[Extracted text — start]

Equine Adenovirus is a DNA virus from the Adenoviridae family which is widely distributed in the horse population worldwide.

Most infections are subclinical and it can persist in the upper respiratory tract of adult horses in a carrier state.

The typical isolates are referred to as equine adenovirus type 1 and an equine adenovirus type 2 has been isolated in some cases.

Adenovirus is an important cause of morbidity and mortality, causing necrotising bronchiolitis in Arabian foals suffering from Equine Severe Combined Immune Deficiency, which is characterised by the absence of functional B and T lymphocytes.

The virus is acquired as a droplet or close-contact respiratory or ocular infection. The virus then replicates in epithelial cells throughout the respiratory tract, producing lysis and sloughing of these cells and a hyperplastic response in the remaining cells. Immunocompetent horses recover within 10 days, but mixed infections with other viruses and bacteria may cause more severe and prolonged disease. The virus can also infect cells in the gastrointestinal tract and can be shed in the faeces.

[Extracted text — finish]
[Listed records — start]

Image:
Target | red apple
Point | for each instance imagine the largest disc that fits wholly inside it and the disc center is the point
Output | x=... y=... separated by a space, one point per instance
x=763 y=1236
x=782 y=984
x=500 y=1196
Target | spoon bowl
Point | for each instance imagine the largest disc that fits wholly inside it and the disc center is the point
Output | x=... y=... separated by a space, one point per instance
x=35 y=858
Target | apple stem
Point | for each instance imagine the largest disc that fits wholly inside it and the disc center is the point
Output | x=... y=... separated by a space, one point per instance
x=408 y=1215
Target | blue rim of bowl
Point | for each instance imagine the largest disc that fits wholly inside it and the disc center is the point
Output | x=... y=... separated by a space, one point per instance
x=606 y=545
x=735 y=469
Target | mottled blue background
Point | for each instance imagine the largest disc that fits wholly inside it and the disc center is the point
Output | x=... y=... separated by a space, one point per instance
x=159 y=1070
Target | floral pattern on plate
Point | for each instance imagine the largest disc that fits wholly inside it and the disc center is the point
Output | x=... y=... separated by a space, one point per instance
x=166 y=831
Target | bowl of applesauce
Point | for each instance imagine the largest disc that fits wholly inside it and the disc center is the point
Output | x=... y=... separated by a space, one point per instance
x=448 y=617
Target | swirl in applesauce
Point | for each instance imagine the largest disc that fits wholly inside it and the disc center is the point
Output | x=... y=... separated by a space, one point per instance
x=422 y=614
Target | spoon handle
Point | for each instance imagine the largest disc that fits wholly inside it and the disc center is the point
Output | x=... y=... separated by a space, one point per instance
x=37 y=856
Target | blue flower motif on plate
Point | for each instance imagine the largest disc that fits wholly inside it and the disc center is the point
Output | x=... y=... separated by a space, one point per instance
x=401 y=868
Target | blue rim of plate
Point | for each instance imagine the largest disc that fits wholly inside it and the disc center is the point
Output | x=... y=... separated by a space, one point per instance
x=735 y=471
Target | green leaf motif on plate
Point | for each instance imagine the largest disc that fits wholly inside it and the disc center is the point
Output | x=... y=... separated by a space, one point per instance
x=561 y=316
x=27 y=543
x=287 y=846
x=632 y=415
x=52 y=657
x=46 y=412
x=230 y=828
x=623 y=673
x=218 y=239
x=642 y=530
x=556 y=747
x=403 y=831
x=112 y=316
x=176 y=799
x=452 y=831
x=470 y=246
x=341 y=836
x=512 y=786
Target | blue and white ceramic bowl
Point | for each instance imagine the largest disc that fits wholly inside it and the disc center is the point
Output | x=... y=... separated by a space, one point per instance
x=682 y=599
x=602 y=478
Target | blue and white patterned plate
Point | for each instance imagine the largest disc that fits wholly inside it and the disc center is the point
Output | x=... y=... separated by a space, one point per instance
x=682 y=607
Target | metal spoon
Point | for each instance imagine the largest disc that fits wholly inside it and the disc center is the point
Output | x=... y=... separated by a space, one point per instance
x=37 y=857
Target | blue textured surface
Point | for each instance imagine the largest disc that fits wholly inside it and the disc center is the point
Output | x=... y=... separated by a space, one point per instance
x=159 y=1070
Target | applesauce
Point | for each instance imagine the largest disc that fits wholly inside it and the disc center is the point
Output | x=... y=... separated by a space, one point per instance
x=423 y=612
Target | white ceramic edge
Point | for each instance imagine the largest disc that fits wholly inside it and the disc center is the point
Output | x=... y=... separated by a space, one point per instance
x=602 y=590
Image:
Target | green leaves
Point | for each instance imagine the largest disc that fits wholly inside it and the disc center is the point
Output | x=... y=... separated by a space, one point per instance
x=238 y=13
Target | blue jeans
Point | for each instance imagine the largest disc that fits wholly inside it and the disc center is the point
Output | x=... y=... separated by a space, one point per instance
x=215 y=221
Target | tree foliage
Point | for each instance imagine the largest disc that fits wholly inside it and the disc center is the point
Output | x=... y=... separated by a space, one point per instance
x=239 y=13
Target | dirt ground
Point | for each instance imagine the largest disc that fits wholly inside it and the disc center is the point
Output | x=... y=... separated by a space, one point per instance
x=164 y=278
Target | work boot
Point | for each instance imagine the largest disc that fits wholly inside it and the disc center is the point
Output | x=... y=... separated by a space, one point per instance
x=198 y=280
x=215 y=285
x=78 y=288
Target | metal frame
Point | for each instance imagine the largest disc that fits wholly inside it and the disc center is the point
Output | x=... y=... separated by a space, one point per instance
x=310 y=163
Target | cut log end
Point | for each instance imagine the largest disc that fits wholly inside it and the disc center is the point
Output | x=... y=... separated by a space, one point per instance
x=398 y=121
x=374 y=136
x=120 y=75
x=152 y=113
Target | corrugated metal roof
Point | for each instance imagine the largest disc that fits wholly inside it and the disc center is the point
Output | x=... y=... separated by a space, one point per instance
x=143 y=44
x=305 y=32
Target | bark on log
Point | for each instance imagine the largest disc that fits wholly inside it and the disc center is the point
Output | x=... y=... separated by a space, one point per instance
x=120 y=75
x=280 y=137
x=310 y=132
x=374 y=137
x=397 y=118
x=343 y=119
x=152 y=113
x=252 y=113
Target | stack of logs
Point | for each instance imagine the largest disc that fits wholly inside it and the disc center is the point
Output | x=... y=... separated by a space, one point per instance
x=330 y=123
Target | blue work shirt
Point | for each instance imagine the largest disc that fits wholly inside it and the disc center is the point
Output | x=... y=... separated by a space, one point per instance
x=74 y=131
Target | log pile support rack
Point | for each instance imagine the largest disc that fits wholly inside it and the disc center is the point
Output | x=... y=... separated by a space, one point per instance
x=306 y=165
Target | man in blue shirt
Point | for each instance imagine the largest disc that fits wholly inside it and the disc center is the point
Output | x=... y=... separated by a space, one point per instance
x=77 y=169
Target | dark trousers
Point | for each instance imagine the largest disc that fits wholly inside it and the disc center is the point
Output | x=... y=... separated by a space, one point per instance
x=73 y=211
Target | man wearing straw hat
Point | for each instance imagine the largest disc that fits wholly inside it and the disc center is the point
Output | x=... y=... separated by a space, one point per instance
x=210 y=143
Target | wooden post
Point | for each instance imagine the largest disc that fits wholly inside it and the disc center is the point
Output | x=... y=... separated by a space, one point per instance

[Listed records — finish]
[Listed records — start]

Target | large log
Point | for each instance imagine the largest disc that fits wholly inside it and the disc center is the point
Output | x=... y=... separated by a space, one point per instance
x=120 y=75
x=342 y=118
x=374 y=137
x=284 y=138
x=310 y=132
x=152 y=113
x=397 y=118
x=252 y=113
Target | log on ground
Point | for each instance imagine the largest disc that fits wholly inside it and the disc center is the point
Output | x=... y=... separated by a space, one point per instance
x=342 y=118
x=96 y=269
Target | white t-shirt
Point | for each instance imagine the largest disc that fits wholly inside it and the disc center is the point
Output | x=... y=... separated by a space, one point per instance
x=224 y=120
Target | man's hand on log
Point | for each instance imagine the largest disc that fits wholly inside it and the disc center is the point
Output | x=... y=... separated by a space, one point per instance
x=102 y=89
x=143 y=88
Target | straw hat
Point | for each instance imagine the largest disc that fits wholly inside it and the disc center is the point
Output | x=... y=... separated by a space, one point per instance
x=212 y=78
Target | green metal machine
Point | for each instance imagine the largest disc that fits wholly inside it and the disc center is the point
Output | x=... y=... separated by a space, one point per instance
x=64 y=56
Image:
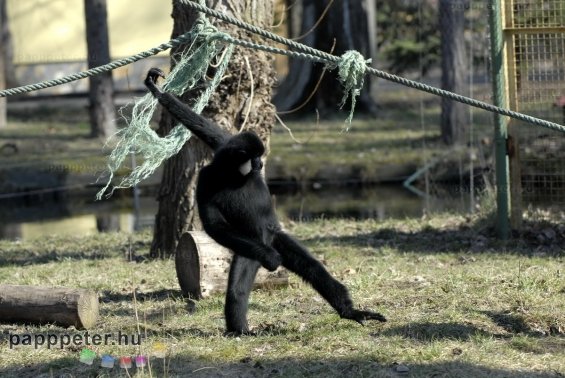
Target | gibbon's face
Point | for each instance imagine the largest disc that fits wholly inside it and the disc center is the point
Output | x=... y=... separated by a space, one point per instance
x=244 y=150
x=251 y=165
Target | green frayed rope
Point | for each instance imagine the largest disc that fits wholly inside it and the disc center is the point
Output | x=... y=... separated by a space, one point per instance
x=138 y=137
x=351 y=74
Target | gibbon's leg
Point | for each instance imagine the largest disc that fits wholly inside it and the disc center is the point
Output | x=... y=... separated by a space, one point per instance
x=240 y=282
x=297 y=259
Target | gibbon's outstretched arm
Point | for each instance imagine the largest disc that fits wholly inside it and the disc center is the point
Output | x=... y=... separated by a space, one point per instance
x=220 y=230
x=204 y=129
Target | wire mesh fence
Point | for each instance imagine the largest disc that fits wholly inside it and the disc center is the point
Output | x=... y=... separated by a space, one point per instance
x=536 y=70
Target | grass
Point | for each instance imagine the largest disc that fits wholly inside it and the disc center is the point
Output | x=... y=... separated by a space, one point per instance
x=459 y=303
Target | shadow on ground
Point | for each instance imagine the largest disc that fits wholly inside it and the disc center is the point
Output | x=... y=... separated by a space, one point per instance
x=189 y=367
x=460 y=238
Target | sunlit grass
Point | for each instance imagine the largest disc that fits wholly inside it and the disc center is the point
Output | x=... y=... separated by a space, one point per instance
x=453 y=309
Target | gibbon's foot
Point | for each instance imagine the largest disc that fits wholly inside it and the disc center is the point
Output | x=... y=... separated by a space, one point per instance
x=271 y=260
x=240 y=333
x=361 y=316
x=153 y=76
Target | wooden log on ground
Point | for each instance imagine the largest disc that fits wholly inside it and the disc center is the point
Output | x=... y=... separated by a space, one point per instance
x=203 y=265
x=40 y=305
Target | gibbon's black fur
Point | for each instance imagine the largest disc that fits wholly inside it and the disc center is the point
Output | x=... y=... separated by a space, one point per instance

[Listed records — finish]

▶ Work task:
According to the text on equine adenovirus, how long do immunocompetent horses take to recover?

▶ Output of the exercise:
Immunocompetent horses recover within 10 days.